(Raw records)
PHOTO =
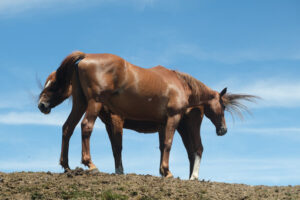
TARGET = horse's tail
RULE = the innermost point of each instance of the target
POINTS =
(66, 69)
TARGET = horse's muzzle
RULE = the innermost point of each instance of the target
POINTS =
(44, 108)
(221, 131)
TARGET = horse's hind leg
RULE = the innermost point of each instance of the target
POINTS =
(87, 126)
(115, 133)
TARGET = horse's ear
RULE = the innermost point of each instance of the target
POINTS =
(223, 92)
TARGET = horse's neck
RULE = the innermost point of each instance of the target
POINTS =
(200, 93)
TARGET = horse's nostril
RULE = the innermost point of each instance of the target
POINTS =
(41, 106)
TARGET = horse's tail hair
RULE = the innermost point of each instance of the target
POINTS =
(65, 70)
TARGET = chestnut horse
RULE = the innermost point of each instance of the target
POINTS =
(146, 100)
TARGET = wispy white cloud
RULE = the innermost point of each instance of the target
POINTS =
(12, 8)
(36, 118)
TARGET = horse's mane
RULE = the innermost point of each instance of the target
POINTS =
(196, 86)
(233, 104)
(65, 70)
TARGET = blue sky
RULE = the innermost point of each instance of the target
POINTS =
(248, 46)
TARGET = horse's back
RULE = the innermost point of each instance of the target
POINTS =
(131, 91)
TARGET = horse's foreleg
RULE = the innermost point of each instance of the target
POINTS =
(115, 132)
(197, 157)
(169, 130)
(188, 144)
(193, 123)
(67, 131)
(87, 126)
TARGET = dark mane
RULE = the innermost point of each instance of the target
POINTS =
(196, 86)
(65, 70)
(233, 104)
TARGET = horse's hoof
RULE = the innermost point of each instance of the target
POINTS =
(67, 170)
(94, 171)
(169, 175)
(193, 178)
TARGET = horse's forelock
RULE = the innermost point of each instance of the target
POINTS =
(234, 103)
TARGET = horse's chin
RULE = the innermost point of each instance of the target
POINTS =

PROBLEM TO WORK ON: Output every entry verbatim. Pictures do not belong in the copy.

ANSWER TO THIS EXERCISE:
PHOTO =
TARGET = horse's tail
RULE = the innermost point of each instance of the target
POINTS =
(66, 69)
TARGET = horse's muzzle
RULE = the innermost point of each instance of the target
POINTS =
(44, 108)
(221, 131)
TARGET = horse's hind leg
RULE = the innermost point of each instance of the target
POINTS =
(87, 126)
(115, 133)
TARGET = horse's ear
RULE = the innermost point of each instance of the target
POINTS =
(223, 92)
TARGET = horse's neck
RULE = the innermost point of each instance of the target
POINTS =
(200, 93)
TARGET = horse's nostril
RULE = the innermost point of each instance of the target
POINTS =
(41, 106)
TARGET = horse's tail hair
RULE = the innermost point of each instance of the target
POINTS =
(65, 70)
TARGET = chestnut horse
RULE = the innermost point of each instance of the target
POINTS =
(146, 100)
TARGET = wispy white cloud
RULE = the innermost point of each instance of the target
POINTS =
(12, 8)
(36, 118)
TARGET = horse's mane
RULE = the innermost point of each instance of the target
POINTS =
(196, 86)
(233, 104)
(65, 70)
TARGET = blue sky
RULE = the innermost point of each instance of the target
POINTS =
(248, 46)
TARGET = horse's back
RULE = the innermost point of each instance of the target
POINTS =
(131, 91)
TARGET = horse's foreleg
RULE = the innermost point of each instance of the target
POINTS =
(115, 132)
(197, 157)
(169, 130)
(188, 144)
(193, 123)
(67, 131)
(87, 126)
TARGET = dark mane
RULE = the innermost point of each instance of the target
POINTS =
(196, 86)
(65, 70)
(233, 104)
TARGET = horse's hoof
RULE = the innermost point of each instance of the target
POINTS =
(67, 170)
(94, 171)
(169, 175)
(193, 178)
TARGET = horse's forelock
RULE = the innermost point of each instance of the target
POINTS =
(234, 103)
TARGET = horse's chin
RULE = the innermost point of each instance of the target
POINTS =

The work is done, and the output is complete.